A transcrição dos encontros compôs um único corpus linguístico. Com a aplicação da Classificação Hierárquica Descendente (CHD), foram identificadas raízes lexicais e contextos em que as classes estão inseridas (Camargo & Justo, 2013). Os dados foram organizados em seis classes lexicais, reunidas em dois blocos temáticos, com títulos atribuídos pelos autores. O primeiro Bloco temático é formado por duas classes intituladas: Polivalência e Desempenho. O segundo Bloco é formado por quatro classes intituladas: Adoecimento, Restrições, Enfrentamento, e Desintegração. O dendograma com as referidas classes de palavras desconsiderou aquelas com χ2 > 3,84 e p < 0,05, indicadores que revelam a força associativa entre as palavras e a classe, descritas a seguir. A interpretação das palavras, das falas e temáticas se fez com base na PdT.
Resultados
Classes de palavras dos trabalhadores
O corpus reteve 56,95% de aproveitamento para análise, 8281 ocorrências, 225 segmentos de texto e 1705 formas identificadas. Na realização da CHD, o corpus se dividiu por cinco vezes até ocorrer uma estabilização do conteúdo e contextos das palavras, gerando cinco classes, as quais estão ilustradas na Figura 1 e apresentam os valores percentuais e o grau de significância das palavras. Os resultados mostram seis classes lexicais, em dois blocos temáticos. Um é formado por duas classes: (a) Classe 1: Polivalência (15,5%) e (b) Classe 5: Desempenho (18,2%). O outro bloco temático é formado por quatro classes: (a) Classe 6: Adoecimento (19,9%), (b) Classe 4: Restrições (14,9%), (c) Classe 3: Enfrentamento (17,1%), e (d) Classe 2: Desintegração (14,4%).
O primeiro bloco reúne temáticas acerca da Polivalência e do Desempenho. A Classe Polivalência mostra que as enfermeiras assumem diversas atividades, pois atuam na parte assistencial, na equipe Estratégia da Saúde da Família (ESF) e gerenciam as equipes de Enfermagem, como revela o relato a seguir.
“Tudo você tem que saber fazer, se é com relação ao paciente tem que saber de Enfermagem, Medicina e Psicologia, se é de medicamento tem que saber de Farmacologia, se é de sistema e cadastros deve saber os serviços administrativos e de Recepção... até de hidráulica para pedir pra virem arrumar a torneira quebrada”.
As participantes concluíram que o acúmulo de serviços implica na sobrecarga: “Você não consegue desenvolver as duas funções. Acaba não tendo autonomia para fazer e resolver tudo que lhe é posto”. E a incorporação de novos procedimentos descentralizados da SMS intensificou a carga de trabalho, que reflete a realidade utópica e angustiante de entregar a prescrição do trabalho. O desgaste também ocorre com a equipe da Recepção, acentuado pela redução de uma pessoa no quadro: “Cortar funcionários dificultou e acumulou trabalho, é muita gente para atender e quando há vários esperando eu não consigo ter empatia”.

◆ **Entradas fornecidas**

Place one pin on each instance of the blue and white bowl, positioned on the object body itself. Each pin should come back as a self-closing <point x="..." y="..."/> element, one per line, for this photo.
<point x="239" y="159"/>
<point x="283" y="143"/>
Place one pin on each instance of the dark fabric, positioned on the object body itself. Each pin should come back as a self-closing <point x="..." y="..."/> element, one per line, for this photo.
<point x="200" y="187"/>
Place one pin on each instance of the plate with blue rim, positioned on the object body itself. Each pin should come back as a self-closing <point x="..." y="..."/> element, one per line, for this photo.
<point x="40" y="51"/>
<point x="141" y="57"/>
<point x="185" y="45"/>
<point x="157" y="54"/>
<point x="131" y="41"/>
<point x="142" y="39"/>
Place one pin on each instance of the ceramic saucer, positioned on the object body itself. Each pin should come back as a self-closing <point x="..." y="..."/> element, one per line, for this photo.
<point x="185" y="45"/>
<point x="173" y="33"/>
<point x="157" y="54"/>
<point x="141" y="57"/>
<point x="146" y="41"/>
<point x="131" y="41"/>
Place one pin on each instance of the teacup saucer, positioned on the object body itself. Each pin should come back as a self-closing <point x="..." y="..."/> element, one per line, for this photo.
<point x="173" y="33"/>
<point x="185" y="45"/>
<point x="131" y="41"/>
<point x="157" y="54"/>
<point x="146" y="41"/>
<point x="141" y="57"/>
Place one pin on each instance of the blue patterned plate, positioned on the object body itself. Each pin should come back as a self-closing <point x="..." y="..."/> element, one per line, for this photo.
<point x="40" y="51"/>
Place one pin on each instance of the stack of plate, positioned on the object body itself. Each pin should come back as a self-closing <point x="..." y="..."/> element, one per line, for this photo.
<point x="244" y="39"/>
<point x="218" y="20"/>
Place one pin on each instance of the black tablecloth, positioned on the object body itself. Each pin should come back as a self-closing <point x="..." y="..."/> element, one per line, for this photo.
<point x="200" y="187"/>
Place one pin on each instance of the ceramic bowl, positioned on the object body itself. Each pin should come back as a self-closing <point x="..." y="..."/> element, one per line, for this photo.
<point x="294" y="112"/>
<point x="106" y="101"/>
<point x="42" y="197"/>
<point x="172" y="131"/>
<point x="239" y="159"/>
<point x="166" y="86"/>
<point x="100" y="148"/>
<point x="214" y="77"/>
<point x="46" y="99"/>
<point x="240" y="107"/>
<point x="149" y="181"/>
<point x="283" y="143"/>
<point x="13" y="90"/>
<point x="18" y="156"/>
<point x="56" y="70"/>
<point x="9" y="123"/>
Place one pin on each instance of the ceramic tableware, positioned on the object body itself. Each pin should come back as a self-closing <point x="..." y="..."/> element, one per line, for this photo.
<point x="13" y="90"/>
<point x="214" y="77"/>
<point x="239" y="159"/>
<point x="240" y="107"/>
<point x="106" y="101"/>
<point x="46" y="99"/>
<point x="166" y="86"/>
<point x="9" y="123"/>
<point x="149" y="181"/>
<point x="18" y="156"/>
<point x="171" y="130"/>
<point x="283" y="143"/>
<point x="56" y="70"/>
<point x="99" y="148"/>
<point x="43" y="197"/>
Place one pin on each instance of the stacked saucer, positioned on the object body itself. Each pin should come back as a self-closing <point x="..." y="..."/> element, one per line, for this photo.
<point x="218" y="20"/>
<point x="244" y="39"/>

◆ **Tarefas**
a) No trecho sobre as classes lexicais, qual é o percentual atribuído à Classe 6, Adoecimento?
b) Segundo o trecho sobre as classes lexicais, por que o desgaste da equipe da Recepção se acentuou? Responda em até três frases.
c) Prossiga com o trecho sobre as classes lexicais a partir da última frase apresentada.

◆ **Respostas por item**
a) 19,9%.

b) O desgaste se acentuou pela redução de uma pessoa no quadro. Segundo o relato, cortar funcionários dificultou e acumulou o trabalho, com muita gente para atender.

c)
As trabalhadoras do setor administrativo ainda admitem que o trabalho é pouco reconhecido e que sofrem ao lidar com a exigência dos pacientes: “...chegam e querem consulta e atendimento em 10 minutos... reclamam de ficar esperando”; “a gente da Recepção se sente como um depósito de frustrações dos pacientes [...] mas só valorizam o trabalho da equipe técnica”. Além da sobrecarga, há pouco reconhecimento e desrespeito por parte de alguns pacientes, pois: “eles falam: sou eu que pago seu salário [...] às vezes me chamam de bruxa […] não tem reconhecimento do nosso trabalho”.
Dejours (2015) afirma que numa instituição autoritária e inflexível não há saídas para elaborar o sofrimento criativo, culminando em sentimentos de desprazer, tensão, aparecimento da fadiga e o desencadeamento de ondas de agressividade. Quadro comum nas equipes, que “não estão dando conta” de se desvencilhar dos pacientes, transferindo para o outro a responsabilidade, acarretando conflitos entre si. Os dados reunidos nessa classe mostram alguns componentes para compreender como a própria organização do trabalho é geradora de sofrimento, uma vez que a Polivalência é exigida mediante a carência de um quadro funcional completo e de possibilidades de exercer a autonomia e a criatividade para lidar com imprevistos. Deste modo, o sofrimento é permeado pela sobrecarga, gerando desentendimentos na esfera relacional e inviabilizando a realização de atendimentos mais humanizados aos pacientes.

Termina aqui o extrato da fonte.